--- start of Supplied records ---
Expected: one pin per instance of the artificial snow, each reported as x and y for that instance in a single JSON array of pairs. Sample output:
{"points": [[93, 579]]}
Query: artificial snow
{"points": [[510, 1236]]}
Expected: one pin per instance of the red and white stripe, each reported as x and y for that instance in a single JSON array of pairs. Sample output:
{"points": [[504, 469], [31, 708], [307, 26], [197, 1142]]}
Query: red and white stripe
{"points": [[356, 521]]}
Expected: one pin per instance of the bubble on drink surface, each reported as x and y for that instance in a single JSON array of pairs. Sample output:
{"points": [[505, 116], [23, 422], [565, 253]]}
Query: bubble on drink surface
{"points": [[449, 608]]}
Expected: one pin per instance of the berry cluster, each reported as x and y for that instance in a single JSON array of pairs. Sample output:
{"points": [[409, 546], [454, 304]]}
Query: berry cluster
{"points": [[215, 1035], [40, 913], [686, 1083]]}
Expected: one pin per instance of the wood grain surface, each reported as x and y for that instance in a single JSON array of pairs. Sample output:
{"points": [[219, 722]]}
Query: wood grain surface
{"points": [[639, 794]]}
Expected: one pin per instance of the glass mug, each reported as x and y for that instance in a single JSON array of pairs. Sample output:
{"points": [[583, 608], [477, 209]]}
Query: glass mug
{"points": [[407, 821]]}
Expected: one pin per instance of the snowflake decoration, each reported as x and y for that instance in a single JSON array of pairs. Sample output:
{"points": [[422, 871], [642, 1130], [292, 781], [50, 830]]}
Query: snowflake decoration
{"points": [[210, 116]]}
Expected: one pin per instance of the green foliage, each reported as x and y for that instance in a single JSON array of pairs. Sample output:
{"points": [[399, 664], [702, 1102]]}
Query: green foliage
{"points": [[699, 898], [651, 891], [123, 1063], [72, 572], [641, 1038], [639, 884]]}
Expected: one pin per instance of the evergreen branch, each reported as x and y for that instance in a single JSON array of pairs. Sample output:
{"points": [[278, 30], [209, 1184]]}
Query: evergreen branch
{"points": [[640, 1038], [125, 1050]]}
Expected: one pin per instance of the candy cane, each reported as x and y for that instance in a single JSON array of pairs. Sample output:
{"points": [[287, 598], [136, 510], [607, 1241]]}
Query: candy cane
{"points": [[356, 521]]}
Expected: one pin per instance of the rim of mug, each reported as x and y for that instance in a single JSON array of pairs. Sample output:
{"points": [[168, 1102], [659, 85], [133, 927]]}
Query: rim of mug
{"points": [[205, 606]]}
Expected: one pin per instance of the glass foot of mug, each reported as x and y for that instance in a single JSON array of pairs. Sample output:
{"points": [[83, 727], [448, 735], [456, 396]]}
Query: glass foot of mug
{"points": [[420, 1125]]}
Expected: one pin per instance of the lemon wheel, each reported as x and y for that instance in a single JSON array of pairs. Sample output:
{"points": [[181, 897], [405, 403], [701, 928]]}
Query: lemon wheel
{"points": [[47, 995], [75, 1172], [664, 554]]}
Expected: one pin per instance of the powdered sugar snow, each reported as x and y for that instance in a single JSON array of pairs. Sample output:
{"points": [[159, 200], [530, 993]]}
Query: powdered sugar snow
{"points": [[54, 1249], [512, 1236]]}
--- end of Supplied records ---
--- start of Supplied records ---
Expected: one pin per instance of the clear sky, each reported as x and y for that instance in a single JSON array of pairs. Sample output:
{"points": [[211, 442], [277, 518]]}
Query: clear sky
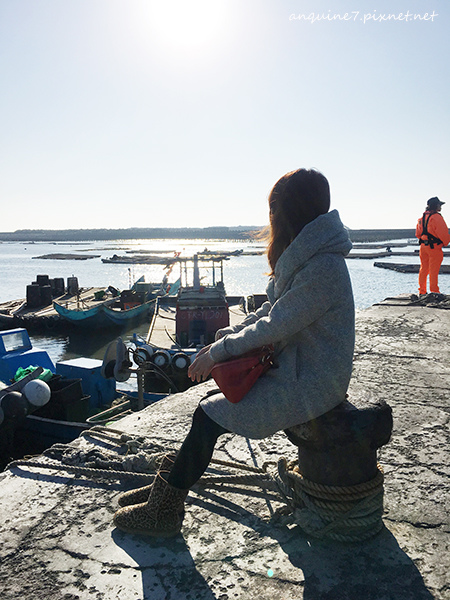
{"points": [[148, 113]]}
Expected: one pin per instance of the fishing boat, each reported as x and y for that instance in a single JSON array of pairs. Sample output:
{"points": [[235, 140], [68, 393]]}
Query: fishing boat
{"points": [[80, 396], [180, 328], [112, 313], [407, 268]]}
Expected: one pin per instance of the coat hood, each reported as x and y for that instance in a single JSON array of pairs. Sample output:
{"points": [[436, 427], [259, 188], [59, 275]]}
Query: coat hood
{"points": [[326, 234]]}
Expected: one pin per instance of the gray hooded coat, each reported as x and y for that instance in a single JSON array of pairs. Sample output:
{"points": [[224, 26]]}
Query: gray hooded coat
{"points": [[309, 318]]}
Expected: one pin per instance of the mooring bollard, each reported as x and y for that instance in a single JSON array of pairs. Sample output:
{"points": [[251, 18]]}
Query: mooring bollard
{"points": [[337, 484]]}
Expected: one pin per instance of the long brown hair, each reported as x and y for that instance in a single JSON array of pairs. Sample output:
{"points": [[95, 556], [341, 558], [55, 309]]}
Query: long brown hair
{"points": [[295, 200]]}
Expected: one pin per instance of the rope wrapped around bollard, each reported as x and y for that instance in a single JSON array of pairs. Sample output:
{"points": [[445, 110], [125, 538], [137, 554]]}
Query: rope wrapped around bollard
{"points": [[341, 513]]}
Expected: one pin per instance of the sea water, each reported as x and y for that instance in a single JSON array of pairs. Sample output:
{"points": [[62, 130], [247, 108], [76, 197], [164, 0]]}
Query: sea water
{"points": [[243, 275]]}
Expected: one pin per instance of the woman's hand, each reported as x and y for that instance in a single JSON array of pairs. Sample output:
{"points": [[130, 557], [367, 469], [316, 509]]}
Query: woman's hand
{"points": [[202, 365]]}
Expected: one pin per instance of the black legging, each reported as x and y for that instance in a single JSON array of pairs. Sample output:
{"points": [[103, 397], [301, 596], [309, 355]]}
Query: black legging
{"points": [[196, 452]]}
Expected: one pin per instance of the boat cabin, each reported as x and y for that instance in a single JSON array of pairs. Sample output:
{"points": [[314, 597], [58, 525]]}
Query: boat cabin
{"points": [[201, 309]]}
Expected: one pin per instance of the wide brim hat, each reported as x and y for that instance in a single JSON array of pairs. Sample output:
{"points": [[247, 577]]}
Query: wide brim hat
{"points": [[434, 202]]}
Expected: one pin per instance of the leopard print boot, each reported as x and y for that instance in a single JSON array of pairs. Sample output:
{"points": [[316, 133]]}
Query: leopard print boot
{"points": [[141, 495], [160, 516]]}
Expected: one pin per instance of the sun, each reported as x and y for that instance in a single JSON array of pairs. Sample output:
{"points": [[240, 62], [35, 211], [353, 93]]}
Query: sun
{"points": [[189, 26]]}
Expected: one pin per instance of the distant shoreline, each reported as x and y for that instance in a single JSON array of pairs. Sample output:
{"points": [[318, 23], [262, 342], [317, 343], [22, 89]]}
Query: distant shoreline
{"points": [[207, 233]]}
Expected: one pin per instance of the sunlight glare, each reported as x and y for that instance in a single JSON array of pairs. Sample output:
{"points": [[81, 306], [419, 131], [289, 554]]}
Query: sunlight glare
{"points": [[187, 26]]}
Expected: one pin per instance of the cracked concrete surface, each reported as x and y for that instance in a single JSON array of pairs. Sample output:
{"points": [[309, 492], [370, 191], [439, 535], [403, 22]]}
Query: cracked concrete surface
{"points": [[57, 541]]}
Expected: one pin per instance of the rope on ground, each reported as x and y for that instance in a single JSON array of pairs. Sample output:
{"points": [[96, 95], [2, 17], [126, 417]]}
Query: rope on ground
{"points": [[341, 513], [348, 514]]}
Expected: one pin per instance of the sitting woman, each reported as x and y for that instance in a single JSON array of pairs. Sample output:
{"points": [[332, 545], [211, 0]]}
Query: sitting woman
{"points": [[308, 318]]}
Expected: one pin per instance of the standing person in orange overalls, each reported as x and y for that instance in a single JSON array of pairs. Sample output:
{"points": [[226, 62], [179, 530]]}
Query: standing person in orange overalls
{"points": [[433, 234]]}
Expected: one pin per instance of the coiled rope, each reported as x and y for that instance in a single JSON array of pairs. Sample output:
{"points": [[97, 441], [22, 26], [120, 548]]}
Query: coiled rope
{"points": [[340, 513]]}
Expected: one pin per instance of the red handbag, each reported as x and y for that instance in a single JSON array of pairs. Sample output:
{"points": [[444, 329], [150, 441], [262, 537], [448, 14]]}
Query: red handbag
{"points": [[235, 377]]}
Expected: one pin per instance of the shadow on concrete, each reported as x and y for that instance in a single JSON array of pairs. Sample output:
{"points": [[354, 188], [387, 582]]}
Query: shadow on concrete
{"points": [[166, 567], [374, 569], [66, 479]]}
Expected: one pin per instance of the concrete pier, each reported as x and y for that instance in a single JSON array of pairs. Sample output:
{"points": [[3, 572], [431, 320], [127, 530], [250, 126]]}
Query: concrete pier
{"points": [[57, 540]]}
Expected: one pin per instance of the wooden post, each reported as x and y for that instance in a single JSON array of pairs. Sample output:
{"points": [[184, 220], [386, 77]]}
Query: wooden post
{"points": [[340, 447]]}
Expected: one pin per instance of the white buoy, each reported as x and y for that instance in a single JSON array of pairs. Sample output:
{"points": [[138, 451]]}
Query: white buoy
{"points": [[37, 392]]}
--- end of Supplied records ---
* Task objective *
Which lines in the data above contain the string "bollard"? Report each of those lines in full.

* Expected answer *
Expected: one pin per instance of the mooring bollard, each reported as x and y for that instance in a single JSON array of pairs. Sample output:
Query: mooring bollard
Expected: one pin per instance of the rope wrapped around bollard, each reported as x and y for that instance in a single JSON array of pairs. Sample output:
Query: rope wrapped around bollard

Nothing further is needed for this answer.